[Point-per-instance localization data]
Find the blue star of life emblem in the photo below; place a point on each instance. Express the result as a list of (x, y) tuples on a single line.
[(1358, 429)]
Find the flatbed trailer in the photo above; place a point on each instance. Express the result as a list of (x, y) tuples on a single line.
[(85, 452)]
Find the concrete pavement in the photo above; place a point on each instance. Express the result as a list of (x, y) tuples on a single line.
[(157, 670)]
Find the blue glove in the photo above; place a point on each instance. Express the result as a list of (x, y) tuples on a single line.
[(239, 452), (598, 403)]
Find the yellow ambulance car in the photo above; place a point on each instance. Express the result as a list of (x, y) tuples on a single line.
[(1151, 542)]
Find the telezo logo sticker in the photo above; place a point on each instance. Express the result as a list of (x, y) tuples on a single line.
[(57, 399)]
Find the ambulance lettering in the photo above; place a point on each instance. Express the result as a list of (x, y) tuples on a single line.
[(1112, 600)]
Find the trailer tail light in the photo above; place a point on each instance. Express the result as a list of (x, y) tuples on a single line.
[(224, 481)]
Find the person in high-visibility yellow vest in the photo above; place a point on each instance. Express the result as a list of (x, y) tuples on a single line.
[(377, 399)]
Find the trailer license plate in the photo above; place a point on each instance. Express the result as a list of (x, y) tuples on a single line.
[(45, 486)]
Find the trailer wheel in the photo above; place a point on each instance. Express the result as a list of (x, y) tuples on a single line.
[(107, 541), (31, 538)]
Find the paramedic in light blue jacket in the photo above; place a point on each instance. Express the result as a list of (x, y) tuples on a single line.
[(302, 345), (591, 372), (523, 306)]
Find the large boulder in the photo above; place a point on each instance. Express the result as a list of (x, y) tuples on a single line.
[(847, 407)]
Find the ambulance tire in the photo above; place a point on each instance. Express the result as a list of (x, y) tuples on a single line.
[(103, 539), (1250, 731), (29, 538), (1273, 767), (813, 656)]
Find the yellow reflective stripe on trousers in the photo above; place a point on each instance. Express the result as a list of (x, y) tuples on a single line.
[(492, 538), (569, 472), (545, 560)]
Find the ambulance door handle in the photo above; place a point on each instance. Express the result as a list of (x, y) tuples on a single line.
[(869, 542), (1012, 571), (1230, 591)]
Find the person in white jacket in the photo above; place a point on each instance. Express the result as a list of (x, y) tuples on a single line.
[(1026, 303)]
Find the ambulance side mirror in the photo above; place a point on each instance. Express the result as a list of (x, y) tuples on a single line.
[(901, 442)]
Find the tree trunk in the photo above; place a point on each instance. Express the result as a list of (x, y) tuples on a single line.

• PROBLEM TO WORK ON: Retype all the data. Nothing may be left out or altered.

• RESPONSE:
Find the blue star of life emblem in the photo below; place a point on each instance. Express the result as a list of (x, y) tuples on a single line.
[(1358, 429)]
Find the flatbed trailer in the photo above; place a point on each instance. Express the result as a list of (x, y) tuples on a single line.
[(85, 452)]
Find the concrete pavement in the photo above; place a point on each instance. Express the result as a list of (x, y) tuples on a single line.
[(157, 670)]
Find the blue glove in the photo above; place a point on each instance. Express the result as a list of (x, y) tuples on a single line.
[(239, 452), (598, 403)]
Find the yellow ambulance car in the photo above; place a point on each instance. Express the result as a list of (x, y) tuples on a single line.
[(1151, 542)]
Find the telezo logo sticker in the photo above; place a point on each instance. Express the result as a list of (x, y) tuples on a single line.
[(57, 399)]
Find the ambulance lettering in the photo above; place a point on each instance. Express the result as a list of (x, y) tuples on a single line.
[(1112, 600)]
Find the trailer tail light in the photo above; place a point on each instance. Express the result as a list of (x, y) tuples on a single line.
[(224, 481)]
Find the person in high-visibility yellow vest in the photo above; place a point on each instance. Express the result as a list of (x, y) tuples on a single line.
[(377, 399)]
Find the trailer license plate in the photo above; place a point on each instance. Express the result as a list of (x, y) tuples on a single line.
[(45, 486)]
Find the trailer wheel in the photo above; place a point on each instance. Express the result as a list of (x, y) tuples on a single line.
[(107, 541), (31, 538)]
Find the paramedic in light blue jacket in the photo above; place a point on each instance. Express the result as a list of (x, y) tuples on a single line.
[(302, 345), (591, 372), (523, 306)]
Find the large boulder in the photo above; place a point on each instance. Express the result as a list of (x, y) tuples on a single line.
[(847, 407)]
Find the ambulance tire in the photo above; place a point on each instance. Express the result as a list of (x, y) tuples on a single line.
[(103, 539), (1250, 731), (29, 538), (1273, 767), (813, 656)]
Find the yellow reflective stripe on trousers in the photo above; place a point on each instance. Express the result as a list of (x, y) tuples on a single line.
[(492, 538), (569, 472), (545, 560)]
Find the ambulance door handle in the photo above; place a point on each instance. Express the result as a list of (x, y) tuples on a single line.
[(869, 542), (1012, 571), (1230, 591)]
Find the person in white jacket in the photo above; place a point on each instance. Express the result as a list of (x, y) tuples on a single line.
[(1026, 303)]
Find the ambulance side mirror in the photo above; place a point on each instance. Express the result as a list of (x, y) tuples on a single line.
[(901, 442)]
Find the tree trunk in the photo above; place a point on each instance. Express the result as a list of (x, y) tuples on a single line.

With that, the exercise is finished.